Instructions to follow: The response must consist of every record, restated word for word.
____
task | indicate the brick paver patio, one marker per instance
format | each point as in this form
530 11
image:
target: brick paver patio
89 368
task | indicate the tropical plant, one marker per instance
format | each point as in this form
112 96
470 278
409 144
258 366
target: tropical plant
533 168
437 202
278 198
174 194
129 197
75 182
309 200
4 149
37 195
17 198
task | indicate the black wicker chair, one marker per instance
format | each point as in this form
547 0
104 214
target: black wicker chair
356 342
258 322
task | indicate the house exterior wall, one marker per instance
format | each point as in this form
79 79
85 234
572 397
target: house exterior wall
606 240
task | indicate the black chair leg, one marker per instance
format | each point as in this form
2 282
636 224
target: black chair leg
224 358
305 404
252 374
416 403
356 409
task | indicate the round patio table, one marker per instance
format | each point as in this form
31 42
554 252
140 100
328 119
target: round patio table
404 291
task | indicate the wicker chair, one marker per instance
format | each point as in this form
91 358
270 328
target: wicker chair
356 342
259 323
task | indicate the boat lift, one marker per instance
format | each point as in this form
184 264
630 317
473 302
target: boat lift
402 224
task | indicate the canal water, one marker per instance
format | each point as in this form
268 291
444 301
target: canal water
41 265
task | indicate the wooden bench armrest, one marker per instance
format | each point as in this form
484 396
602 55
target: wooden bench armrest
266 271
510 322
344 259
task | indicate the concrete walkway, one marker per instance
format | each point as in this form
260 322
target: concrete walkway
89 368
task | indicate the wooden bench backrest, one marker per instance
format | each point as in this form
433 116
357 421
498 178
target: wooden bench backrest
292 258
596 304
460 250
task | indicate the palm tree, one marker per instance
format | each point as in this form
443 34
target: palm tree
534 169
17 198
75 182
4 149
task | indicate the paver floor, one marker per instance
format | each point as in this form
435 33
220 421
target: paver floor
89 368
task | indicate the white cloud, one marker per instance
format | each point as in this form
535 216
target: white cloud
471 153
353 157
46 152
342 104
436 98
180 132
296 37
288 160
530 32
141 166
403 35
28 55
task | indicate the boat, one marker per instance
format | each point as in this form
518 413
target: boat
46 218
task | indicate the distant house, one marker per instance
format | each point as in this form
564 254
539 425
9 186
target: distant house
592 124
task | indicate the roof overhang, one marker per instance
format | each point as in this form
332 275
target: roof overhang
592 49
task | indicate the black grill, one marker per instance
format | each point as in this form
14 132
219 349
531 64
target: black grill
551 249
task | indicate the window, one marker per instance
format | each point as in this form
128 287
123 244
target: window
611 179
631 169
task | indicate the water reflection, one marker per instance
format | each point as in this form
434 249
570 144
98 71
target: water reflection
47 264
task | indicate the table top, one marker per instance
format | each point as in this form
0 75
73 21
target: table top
____
Solved exercise:
task | indicate the brick paver patio, one marker per instance
format | each point as in this form
530 11
image:
target: brick paver patio
89 368
task | indicate the tropical plant, one marker per instance
format | each point as in this form
112 96
470 278
409 144
258 366
target: tropical plant
533 168
437 202
278 198
174 194
129 197
75 182
309 200
4 149
37 195
17 198
task | indicate the black wicker chair, one marker per instance
format | each point as in this form
547 0
104 214
target: black wicker chair
356 342
258 322
task | indicate the house exterior wall, one marker per instance
format | each point as in this form
79 79
85 234
572 397
target: house exterior wall
606 240
task | indicate the black chair leg, one marker per instance
format | each point as in this form
2 282
636 224
target: black chair leg
224 358
305 404
252 374
416 403
356 409
task | indicate the round patio table, one marker per instance
format | each point as in this form
31 42
554 252
140 100
328 119
target: round patio table
404 291
task | indicate the wicker chair, one marker per instance
format | each point as in this form
91 358
270 328
target: wicker chair
356 342
259 323
task | indicate the boat lift, one marker per instance
format | each point as in this form
184 264
630 317
473 302
target: boat lift
402 224
task | indicate the canal water, one marker per instance
format | each point as in this form
268 291
444 301
target: canal water
41 265
task | indicate the wooden bench armrest, one marker per instance
format | each point as in this form
484 396
602 55
target: wooden bench armrest
266 271
510 322
344 259
task | indicate the concrete walkway, one marker per instance
format | each point as in this form
260 322
target: concrete walkway
89 368
task | indicate the wooden bench backrest, one marker per instance
format | each point as in this form
433 116
357 421
498 178
target: wooden bench backrest
292 258
596 304
460 250
task | indicate the palm tree, one marker per instance
format | each point as in this form
443 34
target: palm tree
534 169
17 198
75 182
4 149
task | indicate the paver floor, one marker per instance
format | each point as in this form
435 33
220 421
target: paver floor
89 368
task | indicate the white cloud, one marker per instance
format | each point as in this form
535 216
target: white cloud
471 153
353 157
46 152
342 104
436 98
180 132
296 37
288 160
530 32
141 166
403 35
28 55
task | indicate the boat, one marker per instance
format | each point as in this form
518 413
target: boat
46 218
task | indicate the distant house, one marker per instance
format | each point as in this form
564 254
539 425
9 186
target: distant house
592 124
task | indicate the roof overhang, one marker per instance
format | each point as in this form
332 275
target: roof overhang
592 49
task | indicate the black grill, one marker per instance
format | each point as in this form
14 132
219 349
531 64
target: black grill
551 249
task | indicate the window, one marker per instance
format | each point as in this form
128 287
123 244
target: window
611 179
631 169
task | indicate the water reflection, one marker per instance
format | each point as in this form
434 249
570 144
98 71
target: water reflection
47 264
task | indicate the table top, one marker per instance
format | each point as in this form
0 75
73 21
target: table top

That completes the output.